What is being asked
Add 123 to every coordinate in the answer points for the stretch of entries from the line containing "Kindly point to the white" through the end of the entries, and write that whole stretch out again with the requests included. Leave the numbers in the requests and their format samples unchanged.

-------------------------

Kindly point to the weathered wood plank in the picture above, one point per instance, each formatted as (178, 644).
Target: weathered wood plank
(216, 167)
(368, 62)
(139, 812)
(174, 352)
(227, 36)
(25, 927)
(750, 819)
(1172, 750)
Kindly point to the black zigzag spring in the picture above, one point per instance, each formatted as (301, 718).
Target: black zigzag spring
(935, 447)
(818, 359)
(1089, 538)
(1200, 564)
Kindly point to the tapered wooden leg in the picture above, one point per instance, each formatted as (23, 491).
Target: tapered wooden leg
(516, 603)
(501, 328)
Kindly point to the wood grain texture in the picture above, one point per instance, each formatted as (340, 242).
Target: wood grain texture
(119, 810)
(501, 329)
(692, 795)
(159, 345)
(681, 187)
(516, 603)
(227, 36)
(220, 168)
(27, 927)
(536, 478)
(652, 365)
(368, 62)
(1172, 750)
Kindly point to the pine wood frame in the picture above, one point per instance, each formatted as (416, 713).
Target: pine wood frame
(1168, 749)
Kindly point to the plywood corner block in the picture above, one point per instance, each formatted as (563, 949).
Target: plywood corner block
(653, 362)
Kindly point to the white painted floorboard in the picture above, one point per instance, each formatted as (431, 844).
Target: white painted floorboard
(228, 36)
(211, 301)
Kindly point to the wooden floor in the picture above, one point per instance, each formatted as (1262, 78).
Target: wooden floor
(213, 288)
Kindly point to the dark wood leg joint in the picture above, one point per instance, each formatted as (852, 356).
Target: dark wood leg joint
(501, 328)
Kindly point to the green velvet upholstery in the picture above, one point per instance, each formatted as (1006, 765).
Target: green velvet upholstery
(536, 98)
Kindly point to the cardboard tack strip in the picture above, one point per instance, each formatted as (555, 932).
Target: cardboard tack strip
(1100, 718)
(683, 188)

-------------------------

Solution to the problem
Kindly point to the white painted floorboard in the picture above, one point per instance, each formatted as (431, 844).
Target: white painted floorboard
(351, 159)
(334, 424)
Kindly point to the wooden floor in the picture above, one point per instance, each formatted as (1262, 78).
Target: wooden floor
(336, 411)
Kindly point to the dark wood leg joint in the picture above, one point per instance, each formatted as (852, 356).
Target: dark wood leg joint
(624, 451)
Kindly point to the green velvet upholstery in the picture above, one point per instance, each formatted as (1006, 765).
Target: green velvet upholstery
(659, 221)
Kindly point to the cardboard tack strip in the picture above, one point per instance, each formatted as (555, 932).
Target: cardboard tack strip
(1223, 841)
(806, 311)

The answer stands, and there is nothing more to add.